======== Фрагмент текста ========

Чхартишвили-Акунин — юбилей словесности
Григорию Чхартишвили — пятьдесят лет: юбилей — 20 мая. Он москвич, закончил Институт стран Азии и Африки по специальности «японский язык». Был заместителем главного редактора журнала «Иностранная литература», переводчиком и исследователем японской прозы — в частности, широко известен сделанный им русский двухтомник Юкио Мисимы. Автор основательного труда «Писатель и самоубийство».
Борису Акунину — восемь лет. За это время он написал и выпустил двадцать пять книг: романы о следователе Эрасте Фандорине и его потомках, о монахине-сыщице Пелагии, жанровые книги с заглавиями из названий жанров, пьесы; плюс сценарии фильмов — «Азазель», «Турецкий гамбит», «Статский советник».
Вроде бы Григорий Чхартишвили и Борис Акунин заметно отличаются друг от друга. Однажды они выступили в соавторстве — в «Кладбищенских историях», поделенных пополам: у Чхартишвили — изящные эссе, у Акунина — готические байки. Первый — интеллектуал, второй — масскульт.

======== Сохранённые данные ========

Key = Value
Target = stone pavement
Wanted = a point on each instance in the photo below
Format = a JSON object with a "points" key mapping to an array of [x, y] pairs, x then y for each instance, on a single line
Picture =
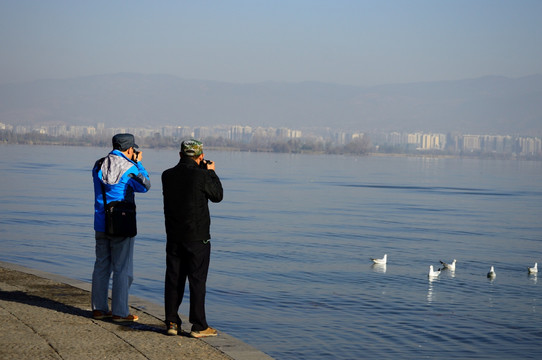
{"points": [[45, 316]]}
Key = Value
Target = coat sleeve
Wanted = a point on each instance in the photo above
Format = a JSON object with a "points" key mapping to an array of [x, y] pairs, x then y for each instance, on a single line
{"points": [[139, 179]]}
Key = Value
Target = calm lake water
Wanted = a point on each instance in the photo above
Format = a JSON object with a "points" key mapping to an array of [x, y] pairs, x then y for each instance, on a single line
{"points": [[292, 241]]}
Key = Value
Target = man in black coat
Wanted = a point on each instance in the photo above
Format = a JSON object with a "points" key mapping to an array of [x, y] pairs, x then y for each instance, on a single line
{"points": [[187, 188]]}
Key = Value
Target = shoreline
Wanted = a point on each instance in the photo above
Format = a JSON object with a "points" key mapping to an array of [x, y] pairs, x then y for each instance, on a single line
{"points": [[27, 293]]}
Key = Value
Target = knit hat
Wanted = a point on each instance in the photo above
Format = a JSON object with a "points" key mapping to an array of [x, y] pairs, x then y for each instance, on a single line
{"points": [[192, 147]]}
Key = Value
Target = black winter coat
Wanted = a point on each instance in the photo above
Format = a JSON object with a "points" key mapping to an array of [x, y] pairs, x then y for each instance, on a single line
{"points": [[187, 189]]}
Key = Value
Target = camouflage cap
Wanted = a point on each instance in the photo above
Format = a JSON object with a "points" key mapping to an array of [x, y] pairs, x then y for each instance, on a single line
{"points": [[192, 147]]}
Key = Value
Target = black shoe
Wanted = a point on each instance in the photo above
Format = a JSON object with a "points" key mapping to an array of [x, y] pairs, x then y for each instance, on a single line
{"points": [[171, 328]]}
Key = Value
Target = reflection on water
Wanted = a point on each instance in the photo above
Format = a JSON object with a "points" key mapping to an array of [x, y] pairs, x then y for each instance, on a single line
{"points": [[292, 242]]}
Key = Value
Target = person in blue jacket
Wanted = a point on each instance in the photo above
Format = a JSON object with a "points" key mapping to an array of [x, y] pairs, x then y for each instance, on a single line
{"points": [[121, 174]]}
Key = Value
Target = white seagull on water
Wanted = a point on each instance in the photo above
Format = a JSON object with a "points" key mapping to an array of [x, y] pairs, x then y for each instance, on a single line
{"points": [[491, 274], [450, 267], [381, 261], [433, 273]]}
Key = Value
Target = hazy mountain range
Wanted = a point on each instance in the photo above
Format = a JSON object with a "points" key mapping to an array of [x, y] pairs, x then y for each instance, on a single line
{"points": [[487, 105]]}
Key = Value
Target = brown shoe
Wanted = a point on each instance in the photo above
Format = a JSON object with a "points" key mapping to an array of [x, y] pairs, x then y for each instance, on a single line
{"points": [[100, 315], [204, 333], [129, 318]]}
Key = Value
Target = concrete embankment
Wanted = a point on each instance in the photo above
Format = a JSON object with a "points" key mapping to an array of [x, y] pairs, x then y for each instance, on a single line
{"points": [[45, 316]]}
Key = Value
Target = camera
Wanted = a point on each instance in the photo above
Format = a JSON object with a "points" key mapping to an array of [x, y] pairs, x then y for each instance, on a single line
{"points": [[203, 163]]}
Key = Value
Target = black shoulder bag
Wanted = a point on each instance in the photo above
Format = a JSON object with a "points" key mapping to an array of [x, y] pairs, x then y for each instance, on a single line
{"points": [[120, 216]]}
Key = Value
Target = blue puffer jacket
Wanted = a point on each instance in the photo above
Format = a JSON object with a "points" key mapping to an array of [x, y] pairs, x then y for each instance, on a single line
{"points": [[122, 178]]}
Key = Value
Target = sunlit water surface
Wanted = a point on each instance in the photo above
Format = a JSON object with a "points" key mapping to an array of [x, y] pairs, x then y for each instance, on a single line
{"points": [[292, 241]]}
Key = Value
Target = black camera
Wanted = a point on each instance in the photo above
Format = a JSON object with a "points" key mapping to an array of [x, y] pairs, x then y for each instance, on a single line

========

• Задания для выполнения:
1: По какой специальности Григорий Чхартишвили окончил Институт стран Азии и Африки, согласно тексту о Чхартишвили и Акунине?
2: Продолжите одним абзацем текст о Чхартишвили и Акунине, начиная сразу после его последнего предложения.
Данные для выполнения заданий не понадобятся.

• Ответы к заданиям:
1: По специальности «японский язык».

2:
Однако не случайно самые высоколобые критики так отчаянно бились над загадкой — кто же скрывается под насмешливым псевдонимом «Б. Акунин», «бакунин». Стоило бы волноваться из-за очередного детективщика! Но уже с первых акунинских романов стало ясно, что в нашей словесности произошло важное и небывалое событие. «Небывалое» в прямом смысле — такого не бывало: не было у нас первоклассной прозы такого жанра — малопочтенного из-за легкости, но зато и высоко ценимого и с нетерпением ожидаемого.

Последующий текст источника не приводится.